## PASSAGE SHOWN
The chair will fully support a professor of international finance in
Fletcher’s expanding International Business Relations program. A Fletcher
alumnus, Mr. Wriston is still regarded as a legendary figure on Wall
Street, having led Citicorp and Citibank from 1967 to 1984, serving on
Reagan’s Economic Policy Advisory Board and on The Business Council.
Recently complemented by CNN’s Lou Dobbs as “one of the pre-eminent minds
of our time,” Mr. Wriston has also contributed two books to the financial
community: Risk and Other Four Letter Words and The Twilight of
Sovereignty.
During the inaugural lunch, Walter Wriston shared some
words of wisdom on the current issues of financial integrity stressing a
need for increased governance and financial integrity in the midst of
recent financial malfeasance.
Professor Jacque’s inaugural lecture discussed the
evolution of capital markets to gradually reduce the cost of capital and
effectively allocate risk across capital markets. Professor Jacque’s
research discusses four financial drivers responsible for the evolution of
the world’s capital markets and allocation of risk across capital markets:
increased deregulation, additional financial innovation, the
securitization revolution and increased disintermediation.

## DATASET EXTRACT
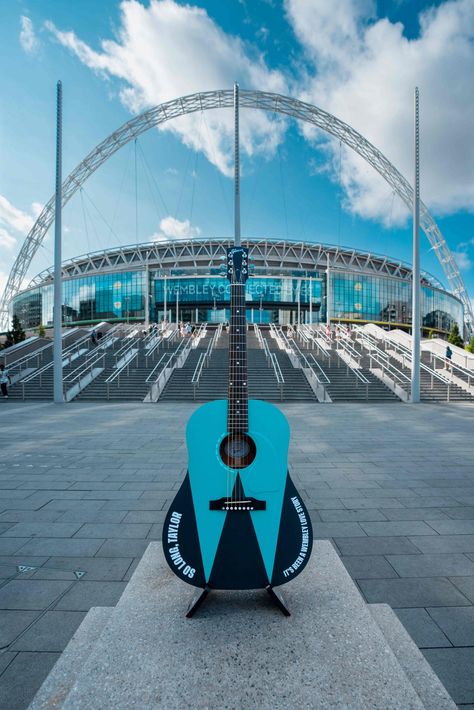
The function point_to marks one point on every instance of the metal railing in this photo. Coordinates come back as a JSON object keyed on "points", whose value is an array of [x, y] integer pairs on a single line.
{"points": [[168, 362], [404, 354], [462, 372], [66, 359]]}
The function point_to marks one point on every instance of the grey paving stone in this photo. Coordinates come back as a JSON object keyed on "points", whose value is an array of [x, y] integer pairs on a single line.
{"points": [[5, 659], [61, 547], [86, 594], [341, 516], [113, 530], [369, 567], [326, 530], [95, 516], [358, 503], [10, 545], [29, 516], [465, 585], [453, 527], [96, 568], [456, 622], [145, 516], [22, 678], [51, 632], [30, 594], [376, 546], [435, 591], [428, 565], [42, 530], [444, 543], [454, 666], [13, 623], [461, 513], [421, 627], [414, 513], [121, 548], [399, 527]]}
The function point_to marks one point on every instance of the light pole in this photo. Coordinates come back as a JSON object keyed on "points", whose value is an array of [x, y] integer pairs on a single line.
{"points": [[416, 296], [328, 293], [58, 392]]}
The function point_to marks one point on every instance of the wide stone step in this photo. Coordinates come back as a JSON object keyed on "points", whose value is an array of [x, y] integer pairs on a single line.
{"points": [[335, 650]]}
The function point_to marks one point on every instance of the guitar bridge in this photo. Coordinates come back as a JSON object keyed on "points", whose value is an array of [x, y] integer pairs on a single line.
{"points": [[232, 504]]}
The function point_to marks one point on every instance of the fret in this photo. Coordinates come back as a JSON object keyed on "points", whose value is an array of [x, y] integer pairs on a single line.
{"points": [[237, 418]]}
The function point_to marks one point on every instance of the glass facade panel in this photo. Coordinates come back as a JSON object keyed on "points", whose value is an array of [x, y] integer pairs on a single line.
{"points": [[354, 297]]}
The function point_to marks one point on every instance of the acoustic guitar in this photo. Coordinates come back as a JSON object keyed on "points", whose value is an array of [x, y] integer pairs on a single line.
{"points": [[237, 521]]}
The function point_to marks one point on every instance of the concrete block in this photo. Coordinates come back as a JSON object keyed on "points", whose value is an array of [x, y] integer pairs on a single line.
{"points": [[422, 677], [52, 693], [232, 653]]}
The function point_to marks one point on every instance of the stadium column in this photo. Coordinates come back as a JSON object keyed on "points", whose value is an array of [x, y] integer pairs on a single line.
{"points": [[57, 308], [147, 296], [416, 319]]}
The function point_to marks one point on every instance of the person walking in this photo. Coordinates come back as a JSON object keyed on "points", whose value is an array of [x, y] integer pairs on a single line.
{"points": [[4, 381]]}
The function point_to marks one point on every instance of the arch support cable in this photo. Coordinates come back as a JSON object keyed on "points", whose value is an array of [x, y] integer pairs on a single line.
{"points": [[223, 98]]}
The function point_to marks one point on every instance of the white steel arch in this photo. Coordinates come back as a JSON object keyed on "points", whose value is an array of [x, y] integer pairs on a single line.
{"points": [[225, 99]]}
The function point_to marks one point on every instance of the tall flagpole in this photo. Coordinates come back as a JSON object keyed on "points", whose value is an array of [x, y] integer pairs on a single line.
{"points": [[236, 168], [57, 308], [416, 318]]}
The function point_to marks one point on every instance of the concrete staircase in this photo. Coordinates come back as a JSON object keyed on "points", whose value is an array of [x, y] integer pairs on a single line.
{"points": [[431, 389], [337, 651], [344, 385], [262, 383]]}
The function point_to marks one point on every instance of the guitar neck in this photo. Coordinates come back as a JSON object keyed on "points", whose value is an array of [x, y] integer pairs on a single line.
{"points": [[237, 413]]}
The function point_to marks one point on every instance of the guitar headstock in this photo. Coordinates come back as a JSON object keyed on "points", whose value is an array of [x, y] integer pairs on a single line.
{"points": [[237, 264]]}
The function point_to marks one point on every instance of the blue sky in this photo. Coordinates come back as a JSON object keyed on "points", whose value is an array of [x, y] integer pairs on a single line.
{"points": [[358, 60]]}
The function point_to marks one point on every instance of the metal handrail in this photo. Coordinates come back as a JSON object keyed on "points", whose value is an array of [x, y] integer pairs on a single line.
{"points": [[452, 366], [169, 356], [381, 358], [312, 335], [197, 373]]}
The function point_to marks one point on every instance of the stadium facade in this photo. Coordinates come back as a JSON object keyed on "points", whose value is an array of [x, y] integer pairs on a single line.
{"points": [[289, 280]]}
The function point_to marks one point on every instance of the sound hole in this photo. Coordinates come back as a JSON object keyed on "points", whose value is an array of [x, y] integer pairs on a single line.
{"points": [[237, 450]]}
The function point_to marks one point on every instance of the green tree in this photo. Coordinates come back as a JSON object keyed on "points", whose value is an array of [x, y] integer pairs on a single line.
{"points": [[16, 334], [455, 337], [470, 346]]}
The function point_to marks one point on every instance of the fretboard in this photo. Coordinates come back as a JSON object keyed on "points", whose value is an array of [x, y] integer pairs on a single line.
{"points": [[237, 414]]}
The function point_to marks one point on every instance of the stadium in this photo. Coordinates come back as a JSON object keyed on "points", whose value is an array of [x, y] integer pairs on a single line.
{"points": [[289, 284]]}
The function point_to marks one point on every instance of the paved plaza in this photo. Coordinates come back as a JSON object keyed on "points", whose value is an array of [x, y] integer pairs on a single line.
{"points": [[85, 488]]}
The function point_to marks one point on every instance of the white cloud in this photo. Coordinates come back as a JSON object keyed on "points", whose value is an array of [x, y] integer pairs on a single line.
{"points": [[14, 218], [28, 39], [463, 260], [6, 239], [364, 72], [172, 228], [167, 50]]}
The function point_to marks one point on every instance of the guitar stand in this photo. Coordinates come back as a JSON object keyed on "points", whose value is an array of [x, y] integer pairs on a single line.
{"points": [[278, 600], [196, 602], [198, 599]]}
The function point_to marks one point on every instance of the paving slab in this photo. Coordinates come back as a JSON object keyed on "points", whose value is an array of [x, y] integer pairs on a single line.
{"points": [[346, 660], [454, 666], [443, 565], [456, 623], [419, 592], [59, 682], [335, 450], [422, 628]]}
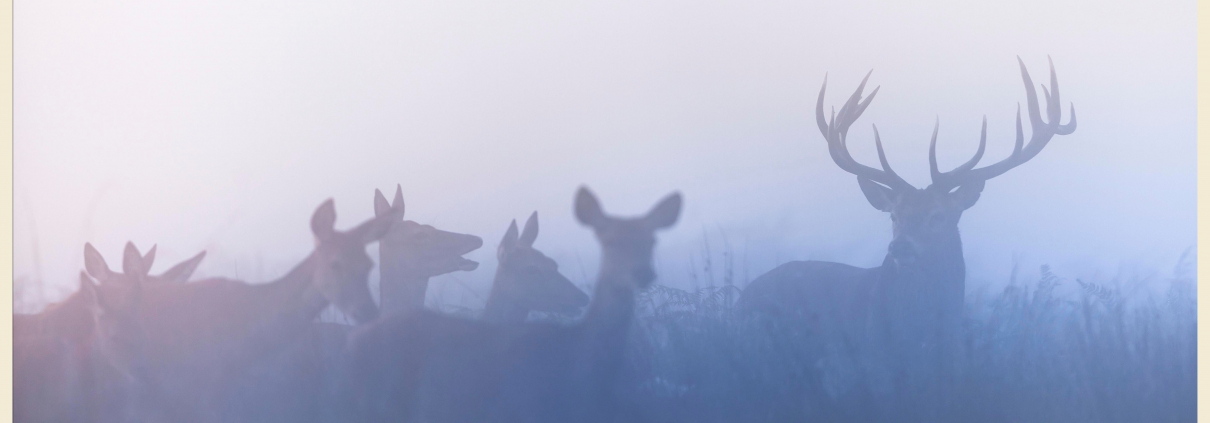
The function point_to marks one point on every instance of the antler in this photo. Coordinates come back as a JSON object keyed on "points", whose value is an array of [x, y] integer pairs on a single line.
{"points": [[835, 131], [1042, 133]]}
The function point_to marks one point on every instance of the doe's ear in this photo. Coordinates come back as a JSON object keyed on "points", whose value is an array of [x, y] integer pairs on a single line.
{"points": [[530, 233], [148, 259], [666, 213], [323, 221], [967, 195], [397, 202], [374, 229], [183, 270], [380, 204], [879, 196], [132, 262], [511, 236], [91, 296], [94, 264], [588, 209]]}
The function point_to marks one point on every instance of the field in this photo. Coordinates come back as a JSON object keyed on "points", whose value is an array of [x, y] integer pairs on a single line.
{"points": [[1027, 354]]}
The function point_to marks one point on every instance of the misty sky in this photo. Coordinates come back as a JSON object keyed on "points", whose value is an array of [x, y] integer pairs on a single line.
{"points": [[223, 126]]}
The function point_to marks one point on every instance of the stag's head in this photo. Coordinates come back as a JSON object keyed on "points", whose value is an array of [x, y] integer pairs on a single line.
{"points": [[529, 278], [926, 221], [422, 249], [341, 266], [627, 244]]}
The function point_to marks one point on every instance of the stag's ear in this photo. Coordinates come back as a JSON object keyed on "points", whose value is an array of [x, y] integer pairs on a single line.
{"points": [[967, 195], [666, 213], [132, 262], [94, 262], [879, 196], [530, 233], [323, 221], [380, 204], [182, 272], [588, 209]]}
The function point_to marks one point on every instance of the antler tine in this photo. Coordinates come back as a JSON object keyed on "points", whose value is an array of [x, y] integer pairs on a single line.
{"points": [[945, 179], [1023, 152], [835, 132]]}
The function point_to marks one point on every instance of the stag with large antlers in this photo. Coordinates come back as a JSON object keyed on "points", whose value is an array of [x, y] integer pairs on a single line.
{"points": [[911, 303]]}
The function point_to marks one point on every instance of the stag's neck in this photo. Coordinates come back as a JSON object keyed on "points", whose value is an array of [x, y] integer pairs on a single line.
{"points": [[931, 284], [401, 289], [945, 267], [500, 308]]}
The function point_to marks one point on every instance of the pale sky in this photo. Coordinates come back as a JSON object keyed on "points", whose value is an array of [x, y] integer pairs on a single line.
{"points": [[222, 126]]}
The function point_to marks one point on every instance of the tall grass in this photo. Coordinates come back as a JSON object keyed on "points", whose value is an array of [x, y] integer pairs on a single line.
{"points": [[1027, 354]]}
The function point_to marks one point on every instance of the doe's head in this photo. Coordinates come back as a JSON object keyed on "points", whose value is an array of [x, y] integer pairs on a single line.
{"points": [[529, 278], [627, 243], [340, 264]]}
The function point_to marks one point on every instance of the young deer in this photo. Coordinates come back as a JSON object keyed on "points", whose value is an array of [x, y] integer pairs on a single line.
{"points": [[427, 366], [70, 318], [410, 254], [92, 370], [202, 335], [910, 306], [528, 280]]}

## SHORT PROBLEM
According to the passage about the Wriston chair, during which years did Mr. Wriston lead Citicorp and Citibank? The rows stand apart from the passage and are separate material.

## WRITTEN ANSWER
He led them from 1967 to 1984.